▸ SELECTED TEXT
--- START ---

Re: Git as electronic lab notebook

"Ciprian Dorin, Craciun" <ciprian.craciun@xxxxxxxxx> · Sat, 19 Dec 2009 15:38:32 +0200



On Sat, Dec 19, 2009 at 2:23 PM, Thomas Johnson
<thomas.j.johnson@xxxxxxxxx> wrote:
> Hello group,
>
> I've been using git on a few different projects over the last couple of months,
> and as a former svn user I really like it. Recently, I've been using it as an
> 'electronic lab notebook' for an empirical project. My workflow looks like this:
> 1. Start with the stable code base on head
> 2. Create  and change to branch 'Experiment123'
> 3. Make some changes
> 4. Run the program, which generates a giant (10MB-4G) output text file,
> Experiment123.log. Update my LabNotebook.txt file.
> 5. Were the new changes helpful?

--- END ---

▸ PROMPT 1
Print the entries exactly, starting at the beginning of the entries and ending at the line that contains "[35,16,42,28]", with both ends included. Leave the pictures out of your answer.
The mailing-list message about Git has nothing to do with the entries.

▸ MATERIAL PROVIDED
--- START ---

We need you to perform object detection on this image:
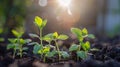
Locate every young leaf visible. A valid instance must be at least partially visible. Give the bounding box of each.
[69,44,78,51]
[82,28,88,36]
[29,34,39,38]
[61,51,69,58]
[43,33,53,41]
[12,30,20,37]
[0,38,5,42]
[43,46,50,53]
[82,41,90,51]
[24,39,32,43]
[71,28,82,37]
[8,38,17,43]
[53,32,58,38]
[33,45,43,54]
[57,35,68,40]
[7,44,15,49]
[23,47,28,50]
[46,50,57,57]
[28,42,39,45]
[35,16,42,28]
[42,19,47,28]
[77,51,87,59]
[20,38,25,45]
[87,34,95,39]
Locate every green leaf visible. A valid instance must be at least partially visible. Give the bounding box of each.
[71,28,82,37]
[23,47,28,50]
[77,51,87,59]
[29,34,39,38]
[33,45,43,54]
[12,30,20,37]
[42,19,47,28]
[7,44,15,49]
[78,37,84,42]
[46,50,57,57]
[35,16,43,28]
[8,38,17,43]
[24,39,32,43]
[12,30,24,37]
[82,41,90,51]
[0,38,5,42]
[61,51,69,58]
[53,32,58,39]
[90,48,99,51]
[28,42,39,45]
[57,35,68,40]
[69,44,79,51]
[43,46,50,53]
[43,33,53,41]
[87,34,95,39]
[20,38,25,45]
[82,28,88,36]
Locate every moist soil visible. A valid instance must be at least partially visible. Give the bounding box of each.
[0,36,120,67]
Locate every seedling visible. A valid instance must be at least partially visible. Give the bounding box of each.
[7,30,31,58]
[69,28,95,60]
[29,16,47,58]
[50,32,68,60]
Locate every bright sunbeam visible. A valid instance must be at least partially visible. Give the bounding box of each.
[58,0,71,7]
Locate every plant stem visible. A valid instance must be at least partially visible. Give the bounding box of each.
[43,56,46,62]
[40,29,43,46]
[40,29,43,58]
[13,48,16,59]
[55,39,61,60]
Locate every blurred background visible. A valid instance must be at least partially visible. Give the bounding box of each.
[0,0,120,38]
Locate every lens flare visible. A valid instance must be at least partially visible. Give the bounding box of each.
[58,0,71,7]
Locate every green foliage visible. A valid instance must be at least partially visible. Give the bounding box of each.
[7,30,31,58]
[69,28,95,60]
[61,51,70,58]
[34,16,47,29]
[69,44,79,51]
[0,38,5,42]
[77,51,87,59]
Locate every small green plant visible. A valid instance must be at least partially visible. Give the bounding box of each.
[53,32,68,60]
[7,30,31,58]
[29,16,68,62]
[69,28,95,60]
[29,16,47,58]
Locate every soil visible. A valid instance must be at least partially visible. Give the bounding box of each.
[0,36,120,67]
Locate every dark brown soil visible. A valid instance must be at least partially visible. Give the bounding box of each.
[0,36,120,67]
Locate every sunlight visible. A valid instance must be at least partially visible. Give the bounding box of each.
[58,0,71,7]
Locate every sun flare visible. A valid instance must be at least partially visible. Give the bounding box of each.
[58,0,71,7]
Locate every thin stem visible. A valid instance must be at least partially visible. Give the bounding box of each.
[55,39,61,60]
[40,29,43,46]
[43,56,46,62]
[13,49,16,59]
[40,29,43,58]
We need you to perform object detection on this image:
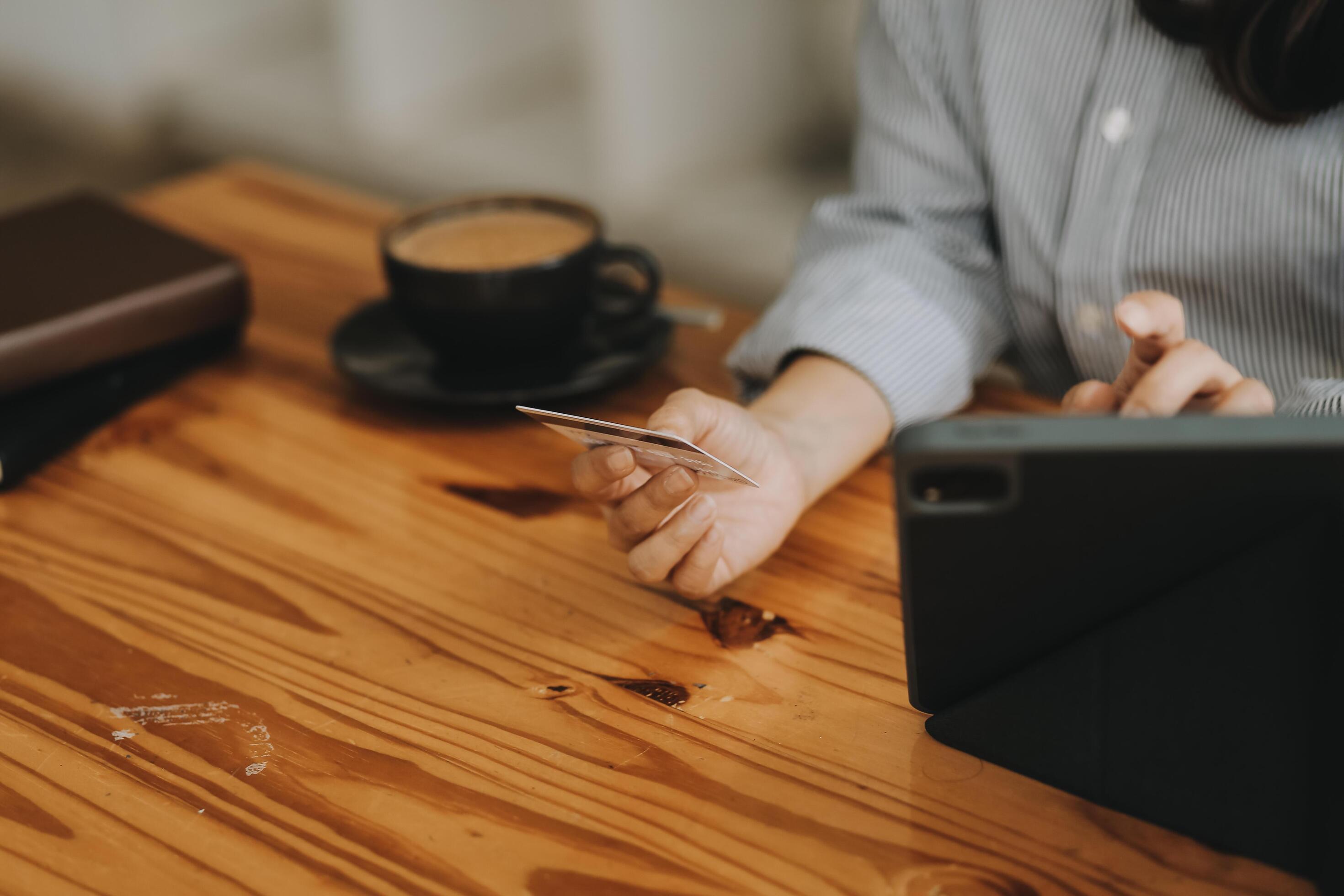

--- END ---

▸ PROMPT 2
Output the passage of the mailing-list message about Git exactly, starting at "On Sat, Dec" and ending at "my LabNotebook.txt file.".

▸ EXERCISE RESPONSE 1
We need you to perform object detection on this image:
Locate every young leaf visible. A valid instance must be at least partially visible. Give the bounding box of each.
[69,44,78,51]
[82,28,88,36]
[29,34,39,38]
[61,51,69,58]
[43,33,53,41]
[12,30,20,37]
[0,38,5,42]
[43,46,50,53]
[82,41,90,51]
[24,39,32,43]
[71,28,82,37]
[8,38,17,43]
[53,32,58,38]
[33,45,43,54]
[57,35,68,40]
[7,44,15,49]
[23,47,28,50]
[46,50,57,57]
[28,42,39,45]
[35,16,42,28]

▸ EXERCISE RESPONSE 2
On Sat, Dec 19, 2009 at 2:23 PM, Thomas Johnson
<thomas.j.johnson@xxxxxxxxx> wrote:
> Hello group,
>
> I've been using git on a few different projects over the last couple of months,
> and as a former svn user I really like it. Recently, I've been using it as an
> 'electronic lab notebook' for an empirical project. My workflow looks like this:
> 1. Start with the stable code base on head
> 2. Create  and change to branch 'Experiment123'
> 3. Make some changes
> 4. Run the program, which generates a giant (10MB-4G) output text file,
> Experiment123.log. Update my LabNotebook.txt file.